— YOUR ASSIGNMENT —
Only the lines below starting at the one containing "Query: rear wheel" and ending at the one containing "Task: point to the man's face." belong in the answer, each copied exactly.

— DATASET CONTENT —
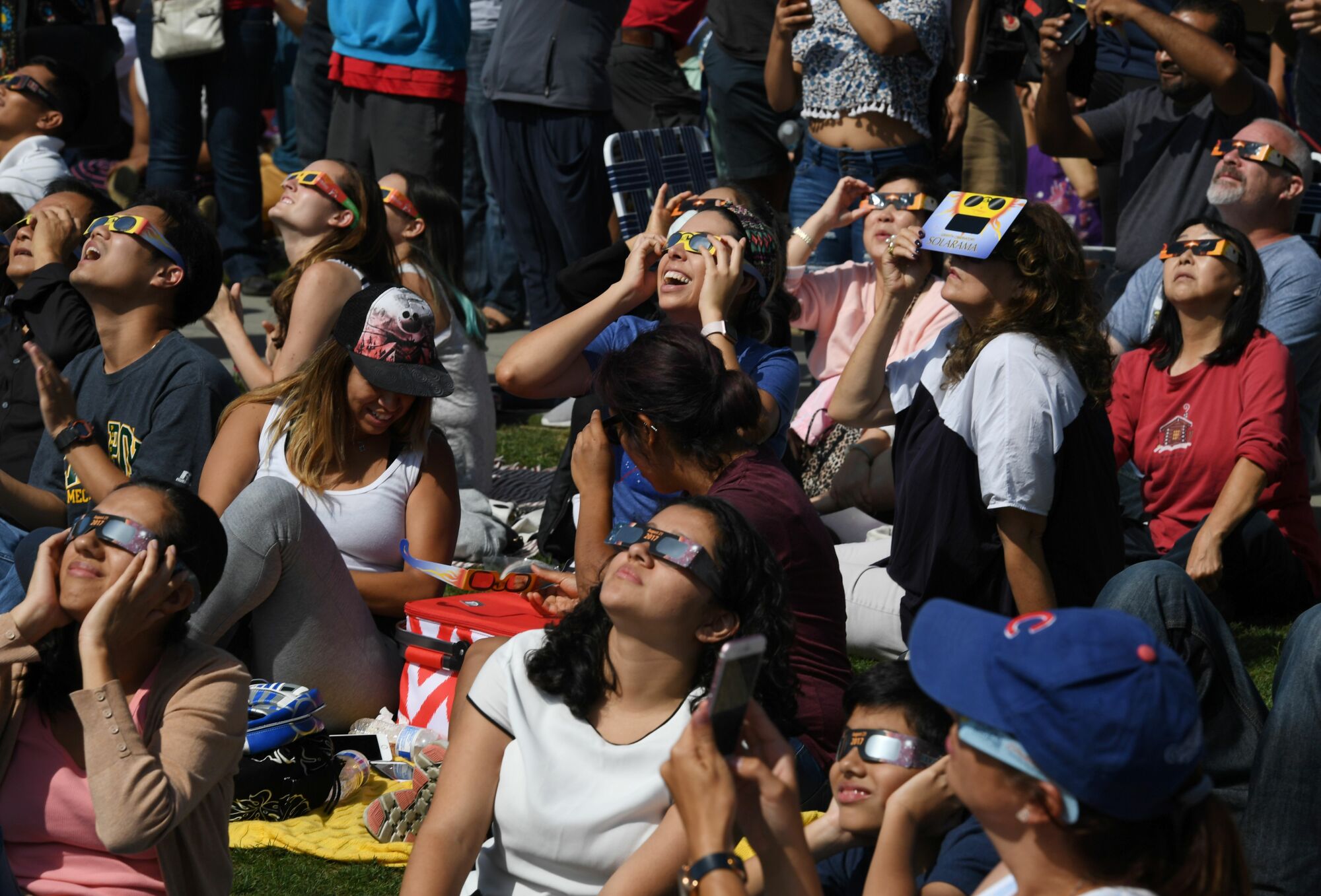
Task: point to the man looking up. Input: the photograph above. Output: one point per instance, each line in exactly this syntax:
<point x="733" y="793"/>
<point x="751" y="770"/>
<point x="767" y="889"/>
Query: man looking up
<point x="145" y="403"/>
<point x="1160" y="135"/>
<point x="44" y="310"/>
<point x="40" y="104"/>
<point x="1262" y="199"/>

...

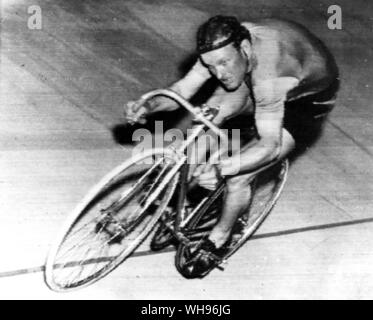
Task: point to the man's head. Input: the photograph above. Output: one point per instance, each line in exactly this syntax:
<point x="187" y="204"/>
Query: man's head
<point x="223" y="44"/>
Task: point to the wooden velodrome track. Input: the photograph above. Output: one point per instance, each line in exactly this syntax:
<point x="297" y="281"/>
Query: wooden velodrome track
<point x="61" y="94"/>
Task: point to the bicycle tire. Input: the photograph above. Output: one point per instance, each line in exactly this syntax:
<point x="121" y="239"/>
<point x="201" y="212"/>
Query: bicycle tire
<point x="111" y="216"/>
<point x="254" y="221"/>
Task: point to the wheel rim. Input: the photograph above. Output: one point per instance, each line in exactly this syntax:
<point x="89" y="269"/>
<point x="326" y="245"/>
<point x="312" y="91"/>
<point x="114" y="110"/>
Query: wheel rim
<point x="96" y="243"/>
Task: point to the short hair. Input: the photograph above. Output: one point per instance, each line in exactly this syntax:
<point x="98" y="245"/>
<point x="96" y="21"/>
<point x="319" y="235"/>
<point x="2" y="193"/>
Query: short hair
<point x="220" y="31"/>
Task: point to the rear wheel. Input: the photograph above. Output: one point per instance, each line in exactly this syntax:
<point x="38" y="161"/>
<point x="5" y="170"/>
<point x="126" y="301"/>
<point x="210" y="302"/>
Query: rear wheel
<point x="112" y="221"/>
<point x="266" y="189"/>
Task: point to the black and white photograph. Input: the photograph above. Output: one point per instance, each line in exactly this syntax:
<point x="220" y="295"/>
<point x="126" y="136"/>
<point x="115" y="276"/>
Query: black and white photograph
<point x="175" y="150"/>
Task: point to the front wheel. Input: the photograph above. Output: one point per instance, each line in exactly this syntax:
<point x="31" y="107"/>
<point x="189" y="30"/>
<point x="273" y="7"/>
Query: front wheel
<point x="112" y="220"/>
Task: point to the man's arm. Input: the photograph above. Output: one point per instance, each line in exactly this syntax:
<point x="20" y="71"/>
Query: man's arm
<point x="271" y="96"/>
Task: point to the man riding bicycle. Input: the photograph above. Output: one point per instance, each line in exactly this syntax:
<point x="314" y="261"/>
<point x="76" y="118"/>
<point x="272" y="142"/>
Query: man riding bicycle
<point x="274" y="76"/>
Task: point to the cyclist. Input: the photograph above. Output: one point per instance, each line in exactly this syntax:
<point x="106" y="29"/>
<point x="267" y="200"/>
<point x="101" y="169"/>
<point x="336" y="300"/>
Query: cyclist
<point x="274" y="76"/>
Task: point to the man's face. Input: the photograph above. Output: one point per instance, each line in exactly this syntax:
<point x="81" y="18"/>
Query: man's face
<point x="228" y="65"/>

...

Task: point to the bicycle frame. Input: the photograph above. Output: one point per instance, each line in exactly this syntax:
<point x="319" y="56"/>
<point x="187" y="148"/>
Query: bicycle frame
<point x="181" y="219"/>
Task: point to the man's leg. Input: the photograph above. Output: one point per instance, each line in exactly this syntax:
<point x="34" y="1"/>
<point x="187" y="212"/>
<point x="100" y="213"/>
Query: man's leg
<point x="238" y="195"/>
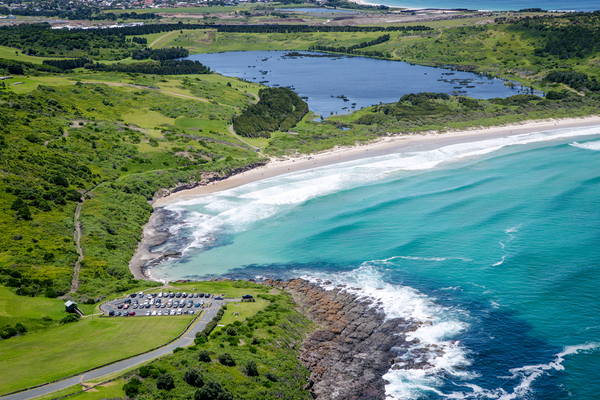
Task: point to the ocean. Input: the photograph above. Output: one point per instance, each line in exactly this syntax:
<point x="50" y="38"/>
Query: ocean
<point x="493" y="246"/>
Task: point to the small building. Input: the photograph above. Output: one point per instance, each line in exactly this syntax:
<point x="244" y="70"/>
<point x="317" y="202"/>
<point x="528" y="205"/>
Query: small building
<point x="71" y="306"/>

— SOLUTION TO THIS EXERCISE —
Query: rear wheel
<point x="112" y="221"/>
<point x="266" y="189"/>
Task: point to the black and white photograph. Input: the photograph above. Output: one point per instance, each line in exactly this syntax:
<point x="220" y="295"/>
<point x="126" y="136"/>
<point x="115" y="276"/>
Query: black and white photograph
<point x="175" y="150"/>
Task: point to the front wheel. Input: the photograph above. Output: one point per instance, each line in exactly this syntax:
<point x="31" y="107"/>
<point x="189" y="30"/>
<point x="273" y="7"/>
Query: front wheel
<point x="112" y="220"/>
Task: point to the man's arm. Input: the photograph above. Output: one point per instance, each line in exactly this syntax:
<point x="20" y="71"/>
Query: man's arm
<point x="271" y="96"/>
Task: point to the man riding bicycle. Input: the photograph above. Output: one point per instance, each line in exactly this syntax:
<point x="314" y="261"/>
<point x="76" y="118"/>
<point x="272" y="142"/>
Query: man riding bicycle
<point x="274" y="76"/>
Task: point to the cyclist. Input: the photograph above. Output: one point per instance, each line in exactly this syntax:
<point x="106" y="29"/>
<point x="267" y="200"/>
<point x="101" y="169"/>
<point x="336" y="300"/>
Query: cyclist
<point x="274" y="76"/>
Task: point to the man's face. Input: the photograph above. Output: one point per instance, each line in exactly this syntax:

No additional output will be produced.